"""

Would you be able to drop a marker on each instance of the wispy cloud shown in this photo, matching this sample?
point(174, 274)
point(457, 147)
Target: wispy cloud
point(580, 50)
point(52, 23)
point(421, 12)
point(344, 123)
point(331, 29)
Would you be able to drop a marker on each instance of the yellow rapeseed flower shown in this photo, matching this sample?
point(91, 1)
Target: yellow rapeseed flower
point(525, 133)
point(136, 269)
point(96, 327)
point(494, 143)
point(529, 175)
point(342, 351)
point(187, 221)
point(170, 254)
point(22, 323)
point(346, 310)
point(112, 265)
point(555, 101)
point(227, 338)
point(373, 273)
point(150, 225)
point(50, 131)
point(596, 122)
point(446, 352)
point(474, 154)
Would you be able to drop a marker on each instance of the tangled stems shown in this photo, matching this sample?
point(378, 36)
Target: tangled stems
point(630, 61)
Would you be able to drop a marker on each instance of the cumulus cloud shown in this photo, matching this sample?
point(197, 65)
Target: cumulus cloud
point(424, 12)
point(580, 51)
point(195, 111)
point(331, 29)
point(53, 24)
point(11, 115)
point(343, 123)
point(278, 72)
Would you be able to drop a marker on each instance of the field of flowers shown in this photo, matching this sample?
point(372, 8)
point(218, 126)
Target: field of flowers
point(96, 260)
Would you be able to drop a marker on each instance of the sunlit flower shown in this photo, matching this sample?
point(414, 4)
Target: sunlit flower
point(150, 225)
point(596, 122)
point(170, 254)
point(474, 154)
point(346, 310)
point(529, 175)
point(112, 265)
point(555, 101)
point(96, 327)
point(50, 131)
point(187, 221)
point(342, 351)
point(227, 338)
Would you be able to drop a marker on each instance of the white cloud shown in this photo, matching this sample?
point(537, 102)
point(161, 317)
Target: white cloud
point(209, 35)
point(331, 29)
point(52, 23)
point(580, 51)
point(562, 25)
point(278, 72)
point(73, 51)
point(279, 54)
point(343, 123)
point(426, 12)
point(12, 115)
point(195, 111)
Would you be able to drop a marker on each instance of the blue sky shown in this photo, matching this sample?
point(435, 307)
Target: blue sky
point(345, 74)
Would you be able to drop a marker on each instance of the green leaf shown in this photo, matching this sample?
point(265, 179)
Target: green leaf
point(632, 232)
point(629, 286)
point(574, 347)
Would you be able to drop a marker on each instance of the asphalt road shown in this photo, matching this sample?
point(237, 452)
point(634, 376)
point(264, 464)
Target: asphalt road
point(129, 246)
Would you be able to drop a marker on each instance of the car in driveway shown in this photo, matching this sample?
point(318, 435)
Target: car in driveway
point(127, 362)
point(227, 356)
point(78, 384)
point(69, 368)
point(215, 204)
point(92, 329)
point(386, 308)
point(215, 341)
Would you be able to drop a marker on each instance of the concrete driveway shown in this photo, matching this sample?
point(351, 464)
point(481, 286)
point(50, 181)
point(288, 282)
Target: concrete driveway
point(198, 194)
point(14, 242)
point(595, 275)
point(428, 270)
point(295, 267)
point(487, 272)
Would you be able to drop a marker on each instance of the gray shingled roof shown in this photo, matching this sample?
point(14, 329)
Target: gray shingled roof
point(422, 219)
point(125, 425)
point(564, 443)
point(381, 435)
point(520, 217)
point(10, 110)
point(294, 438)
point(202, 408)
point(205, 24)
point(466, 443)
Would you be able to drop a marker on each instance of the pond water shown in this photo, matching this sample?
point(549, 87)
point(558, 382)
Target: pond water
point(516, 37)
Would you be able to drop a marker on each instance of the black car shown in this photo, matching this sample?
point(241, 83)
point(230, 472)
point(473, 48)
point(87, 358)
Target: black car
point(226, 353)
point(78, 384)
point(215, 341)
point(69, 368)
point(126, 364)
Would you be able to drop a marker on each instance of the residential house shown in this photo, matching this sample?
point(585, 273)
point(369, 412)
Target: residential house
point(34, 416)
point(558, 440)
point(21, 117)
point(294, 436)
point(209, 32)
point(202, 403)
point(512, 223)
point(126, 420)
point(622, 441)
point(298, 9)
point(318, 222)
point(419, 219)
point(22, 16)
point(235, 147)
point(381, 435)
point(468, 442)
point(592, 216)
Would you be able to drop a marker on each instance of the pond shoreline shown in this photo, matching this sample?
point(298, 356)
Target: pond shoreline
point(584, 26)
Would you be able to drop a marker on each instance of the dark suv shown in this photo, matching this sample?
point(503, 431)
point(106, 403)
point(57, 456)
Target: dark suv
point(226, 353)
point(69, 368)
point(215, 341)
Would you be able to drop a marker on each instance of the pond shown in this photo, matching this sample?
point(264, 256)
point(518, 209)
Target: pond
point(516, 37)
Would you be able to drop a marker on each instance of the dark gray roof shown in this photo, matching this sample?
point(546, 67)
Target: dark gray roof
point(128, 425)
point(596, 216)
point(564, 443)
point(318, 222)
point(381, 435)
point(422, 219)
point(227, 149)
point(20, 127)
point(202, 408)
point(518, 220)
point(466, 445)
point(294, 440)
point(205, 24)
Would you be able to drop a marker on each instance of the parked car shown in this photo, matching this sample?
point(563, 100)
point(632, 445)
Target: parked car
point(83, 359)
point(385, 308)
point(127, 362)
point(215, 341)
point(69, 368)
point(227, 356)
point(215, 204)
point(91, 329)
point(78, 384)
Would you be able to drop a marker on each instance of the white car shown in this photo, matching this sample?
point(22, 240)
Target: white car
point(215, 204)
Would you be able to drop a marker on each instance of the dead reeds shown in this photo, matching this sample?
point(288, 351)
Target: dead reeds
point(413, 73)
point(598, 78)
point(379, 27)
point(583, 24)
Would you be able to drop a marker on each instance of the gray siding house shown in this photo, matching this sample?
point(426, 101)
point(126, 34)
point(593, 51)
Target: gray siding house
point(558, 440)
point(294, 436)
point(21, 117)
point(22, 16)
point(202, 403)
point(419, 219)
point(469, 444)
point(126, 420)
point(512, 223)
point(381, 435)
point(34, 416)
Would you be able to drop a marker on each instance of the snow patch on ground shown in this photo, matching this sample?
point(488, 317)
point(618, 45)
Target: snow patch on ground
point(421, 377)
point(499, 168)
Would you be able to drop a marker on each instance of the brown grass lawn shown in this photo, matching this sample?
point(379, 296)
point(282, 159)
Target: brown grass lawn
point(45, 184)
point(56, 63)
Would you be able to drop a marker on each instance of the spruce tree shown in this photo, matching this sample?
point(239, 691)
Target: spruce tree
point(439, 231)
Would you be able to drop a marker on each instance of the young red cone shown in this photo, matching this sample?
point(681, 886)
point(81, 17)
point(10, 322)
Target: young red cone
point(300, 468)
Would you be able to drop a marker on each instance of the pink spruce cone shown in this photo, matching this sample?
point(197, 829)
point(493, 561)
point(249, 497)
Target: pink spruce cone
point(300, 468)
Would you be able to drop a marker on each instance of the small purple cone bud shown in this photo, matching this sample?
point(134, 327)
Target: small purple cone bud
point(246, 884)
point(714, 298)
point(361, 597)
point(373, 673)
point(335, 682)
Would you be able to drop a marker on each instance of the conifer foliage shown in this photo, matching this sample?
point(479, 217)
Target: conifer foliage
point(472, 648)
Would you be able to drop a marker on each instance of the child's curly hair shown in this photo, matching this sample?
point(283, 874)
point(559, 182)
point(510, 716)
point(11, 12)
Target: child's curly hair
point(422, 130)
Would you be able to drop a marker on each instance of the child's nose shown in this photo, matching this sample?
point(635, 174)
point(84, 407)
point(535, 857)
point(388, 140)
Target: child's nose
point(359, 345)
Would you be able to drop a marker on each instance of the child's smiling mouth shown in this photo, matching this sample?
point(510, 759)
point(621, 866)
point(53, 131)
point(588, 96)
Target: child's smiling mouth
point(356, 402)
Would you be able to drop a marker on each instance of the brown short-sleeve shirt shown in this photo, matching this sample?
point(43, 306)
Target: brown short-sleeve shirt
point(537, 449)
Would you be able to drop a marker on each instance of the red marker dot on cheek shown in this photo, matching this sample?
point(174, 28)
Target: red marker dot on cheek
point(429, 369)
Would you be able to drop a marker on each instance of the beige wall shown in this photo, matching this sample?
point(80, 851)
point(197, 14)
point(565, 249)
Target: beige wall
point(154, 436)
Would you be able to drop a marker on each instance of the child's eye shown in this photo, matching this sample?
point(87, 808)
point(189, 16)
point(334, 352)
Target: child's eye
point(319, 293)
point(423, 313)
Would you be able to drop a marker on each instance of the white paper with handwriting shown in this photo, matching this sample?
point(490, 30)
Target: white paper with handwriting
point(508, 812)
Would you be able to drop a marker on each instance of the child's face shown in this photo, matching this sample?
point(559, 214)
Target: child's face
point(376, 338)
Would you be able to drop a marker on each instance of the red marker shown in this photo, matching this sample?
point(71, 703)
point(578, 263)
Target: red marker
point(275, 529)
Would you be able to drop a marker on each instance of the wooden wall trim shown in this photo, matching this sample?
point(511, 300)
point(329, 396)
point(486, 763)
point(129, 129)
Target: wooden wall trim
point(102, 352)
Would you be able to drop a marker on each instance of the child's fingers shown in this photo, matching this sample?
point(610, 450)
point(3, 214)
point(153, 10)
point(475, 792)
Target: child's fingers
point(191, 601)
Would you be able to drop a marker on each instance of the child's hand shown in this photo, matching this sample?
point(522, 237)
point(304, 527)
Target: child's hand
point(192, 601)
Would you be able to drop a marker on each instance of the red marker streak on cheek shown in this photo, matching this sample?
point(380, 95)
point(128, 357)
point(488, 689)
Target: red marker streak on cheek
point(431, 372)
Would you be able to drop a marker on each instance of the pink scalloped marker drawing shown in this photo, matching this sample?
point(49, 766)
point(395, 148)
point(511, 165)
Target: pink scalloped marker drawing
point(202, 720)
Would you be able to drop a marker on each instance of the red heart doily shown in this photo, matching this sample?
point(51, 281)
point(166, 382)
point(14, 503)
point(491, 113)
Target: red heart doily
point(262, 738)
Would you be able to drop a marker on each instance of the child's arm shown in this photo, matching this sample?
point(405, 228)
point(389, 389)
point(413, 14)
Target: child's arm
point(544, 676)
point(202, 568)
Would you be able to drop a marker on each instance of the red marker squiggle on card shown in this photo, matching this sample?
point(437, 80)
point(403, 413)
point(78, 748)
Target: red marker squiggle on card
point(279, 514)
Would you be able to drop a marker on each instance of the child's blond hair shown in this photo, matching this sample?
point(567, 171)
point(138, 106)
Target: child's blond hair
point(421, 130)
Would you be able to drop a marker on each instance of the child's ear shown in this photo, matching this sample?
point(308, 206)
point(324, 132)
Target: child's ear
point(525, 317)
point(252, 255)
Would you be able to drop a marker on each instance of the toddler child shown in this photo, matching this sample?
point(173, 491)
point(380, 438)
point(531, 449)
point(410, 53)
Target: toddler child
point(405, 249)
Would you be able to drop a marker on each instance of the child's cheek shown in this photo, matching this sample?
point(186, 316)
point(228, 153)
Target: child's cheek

"""

#### WHAT YOU NEED TO DO
Render everything from the start of the records down to the line containing "point(96, 260)" as a Markdown table with the columns Index and Entry, numbering each row and omitting blank lines.

#### REPLY
| Index | Entry |
|---|---|
| 1 | Would you be able to drop a marker on each instance of the wispy cloud shown in this photo, matching this sample? |
| 2 | point(174, 274) |
| 3 | point(457, 147) |
| 4 | Target: wispy cloud |
| 5 | point(580, 50) |
| 6 | point(52, 23) |
| 7 | point(421, 12) |
| 8 | point(344, 123) |
| 9 | point(331, 29) |
| 10 | Would you be able to drop a marker on each instance of the yellow rapeseed flower shown in this photo, matching this sample? |
| 11 | point(91, 1) |
| 12 | Target: yellow rapeseed flower |
| 13 | point(525, 133) |
| 14 | point(136, 269) |
| 15 | point(96, 327) |
| 16 | point(494, 143) |
| 17 | point(529, 175) |
| 18 | point(342, 351) |
| 19 | point(187, 221) |
| 20 | point(170, 254) |
| 21 | point(22, 323) |
| 22 | point(346, 310) |
| 23 | point(112, 265) |
| 24 | point(555, 101) |
| 25 | point(227, 338) |
| 26 | point(373, 273) |
| 27 | point(150, 225) |
| 28 | point(50, 131) |
| 29 | point(596, 122) |
| 30 | point(446, 352) |
| 31 | point(474, 154) |
| 32 | Would you be able to drop a marker on each instance of the tangled stems shown in this photo, matching this sample? |
| 33 | point(378, 36) |
| 34 | Target: tangled stems |
| 35 | point(630, 61) |
| 36 | Would you be able to drop a marker on each instance of the cumulus cloud shown in this photo, matching this sample? |
| 37 | point(197, 65) |
| 38 | Target: cumulus cloud |
| 39 | point(424, 12) |
| 40 | point(580, 51) |
| 41 | point(195, 111) |
| 42 | point(331, 29) |
| 43 | point(53, 24) |
| 44 | point(11, 115) |
| 45 | point(343, 123) |
| 46 | point(278, 72) |
| 47 | Would you be able to drop a marker on each instance of the field of flowers shown in this photo, matching this sample? |
| 48 | point(372, 8) |
| 49 | point(218, 126) |
| 50 | Target: field of flowers |
| 51 | point(96, 260) |